■ RECORD EXCERPTS
#####

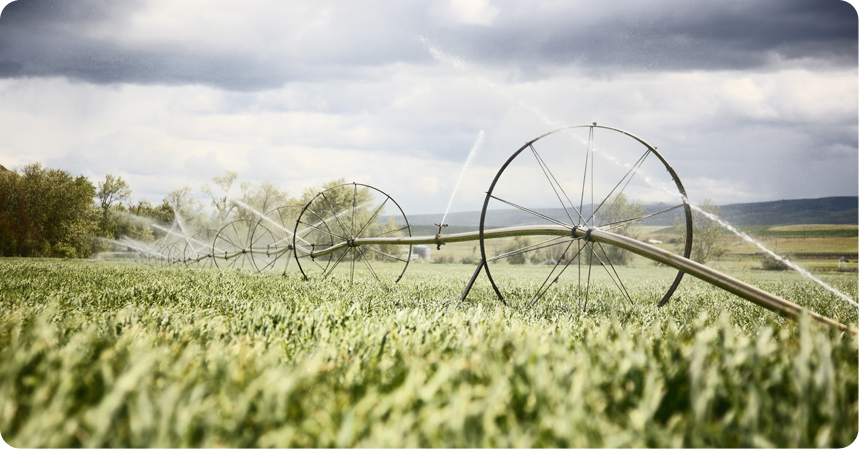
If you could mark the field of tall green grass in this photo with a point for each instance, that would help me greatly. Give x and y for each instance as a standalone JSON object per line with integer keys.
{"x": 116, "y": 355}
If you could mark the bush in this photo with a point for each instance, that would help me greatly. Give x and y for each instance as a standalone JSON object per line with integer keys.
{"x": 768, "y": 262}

#####

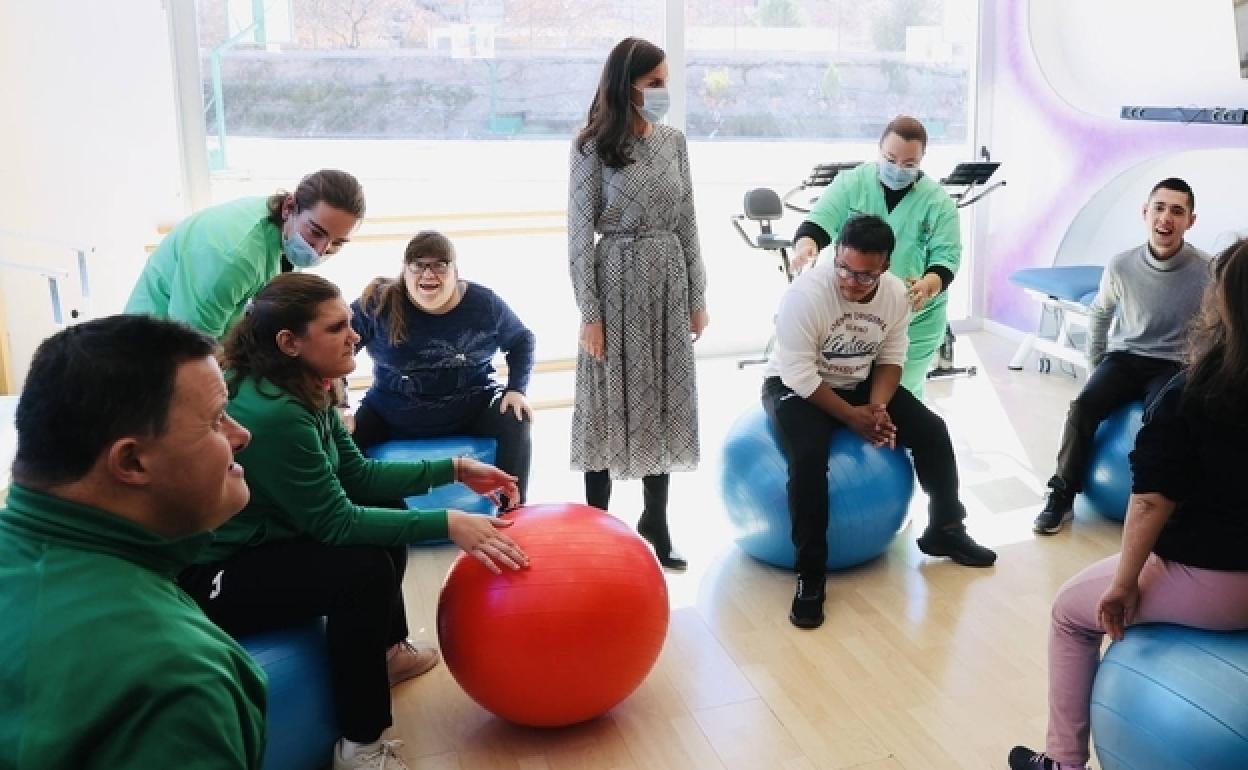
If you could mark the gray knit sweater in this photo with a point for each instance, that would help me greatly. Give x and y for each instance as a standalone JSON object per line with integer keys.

#####

■ TASK PROMPT
How many lines in the listing contain the word "field", with case counting? Reply with the number alone.

■ EXPECTED ANSWER
1